[start of Text extract]
Recently, apropos of nothing in particular, I did some thinking about how and why I got started blogging. That led to a mild shock of realisation that it had been two decades since I first created a Blogger account. In turn, that seemed like reason enough for a little reflection.
How It Started
Along one of the shorter sides of the University of Reading’s main campus green space sits a building constructed mostly from dark brown brick, with a white entrance façade. This weirdly angular structure is the Palmer Building, and it was home to a couple of milestone moments for me during my time at the University. It was in the 400 seat Palmer Lecture Theatre that I sat watching a documentary about the Sex Pistols, whilst the rest of my Law school cohort attended a gala function. It was in the same lecture hall that I saw my first iPod in the wild, looking eagerly (perhaps even a little creepily) over another student’s shoulder as he scrolled and scrolled that mechanical wheel, changing selections on the monochrome screen. I myself, at the time, was notoriously never more than arm’s reach from my CD Walkman – one professor started calling me ‘wired for sound’ for my habit of wearing headphones around my neck during her seminars.
However, it isn’t the lecture theatre of the Palmer Building that I remember most clearly, but the room directly beneath it. On a couple of rows of tables were set out a dozen or so chunky Pentium II PCs: dull metal towers the size of a (large) briefcase, and CRT monitors as deep as they were wide. At a time when only 13% of UK homes were connected to the internet, there was something magical to me about a roomful of machines wired up to the web. And the real joy of that room was that, unlike the rest of the building, it could be accessed 24 hours a day. I was already enamoured of the internet by the time I reached University in 1999, but that was where the relationship really developed. With a magnetic keycard and an entry code I could access the web any time I wanted. And so I did. Foregoing study, socialising, and sleep, I frequently left my room in Wells Hall in the late evening and — with Neon Ballroom or Hybrid Theory on my headphones — made the 10 minute walk to the Palmer Building Computer Room. Often the number pad on which you were expected to enter an access code refused to cooperate, and you had to rely on there being someone else inside who had also chosen to spend their night with the internet, and who would answer your pleading knock.
[end of Text extract]
[start of Material to process]
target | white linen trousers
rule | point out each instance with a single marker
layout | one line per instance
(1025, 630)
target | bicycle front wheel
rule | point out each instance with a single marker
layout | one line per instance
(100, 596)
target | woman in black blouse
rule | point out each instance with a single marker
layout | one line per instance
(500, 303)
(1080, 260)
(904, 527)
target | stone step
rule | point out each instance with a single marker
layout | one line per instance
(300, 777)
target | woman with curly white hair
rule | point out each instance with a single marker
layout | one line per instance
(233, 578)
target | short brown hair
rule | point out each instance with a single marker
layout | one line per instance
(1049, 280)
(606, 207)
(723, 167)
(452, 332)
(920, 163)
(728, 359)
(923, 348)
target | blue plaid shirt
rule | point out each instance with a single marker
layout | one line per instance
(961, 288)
[end of Material to process]
* _Instructions_:
a) Return each line of the records that contains the string "target".
b) Extend the blog post about how its writer started blogging, picking up right after its last sentence.
The blog post and the records come from separate, unrelated sources.

* _Expected answers_:
a)
target | white linen trousers
target | bicycle front wheel
target | woman in black blouse
target | stone step
target | woman with curly white hair
target | short brown hair
target | blue plaid shirt

b)
It was in that room that I asked and was asked for my ‘a/s/l’ on the brand new MSN Messenger. It was there that I ignored all dictums against installing software, and instead lobbied my fellow late night denizens to join me in multiplayer LAN sessions of Doom II. When Yahoo! Groups launched during my second year, I spent uncountable late night hours in that room arguing the merits of various punk bands with Americans in the middle of their days, and Europeans even deeper into their nights.
It was to that room that I went on September 11th 2001, having received an SMS on my Nokia 3210 from an ex-girlfriend telling me to turn on the TV. My TV wasn’t hooked up, but I knew a place I could get all the information I needed, and where I’d be able to join countless other people asking one another just what the heck was going on.
And it was also in that room that I began writing my first blog. Hosted on Pyra Labs' Blogger (pre Google acquisition), mine was the simplest stream of posts on the music I was listening to, films I was watching, books I was reading, and games I was playing.
If you wanted to hear why Deftones' White Pony was an instant classic; observe in real-time as Mulholland Drive melted my mind; read an argument about what made Invisible Monsters a worthy follow-up to Fight Club; or lament the premature death of the Dreamcast, I had you covered. In the years since, I’ve had blogs and personal sites hosted on various platforms (Wordpress, Squarespace, Svbtle), and in truth the subject matter has remained largely unchanged! Occasionally I’ve run social accounts alongside these sites, but the blog was always there as a home for my
more considered lengthier thoughts.
How It’s Going
In the year 2021 I find myself several years deep into a state of confusion about what the social web has become. As the internet has grown increasingly omnipresent and ubiquitous, the amount of content generated has grown exponentially, but — at least in the most heavily trafficked spaces — the forms of expression have become homogenised. The vast majority of published material is made to fit into one of a vanishingly small number of moulds. Likewise, platform ubiquity has led to a weird blurring of previously guarded lines: social / professional; public / private etc. The nature(s) of connections between people, groups, corporations, and institutions has undergone a series of seismic shifts facilitated by these technologies.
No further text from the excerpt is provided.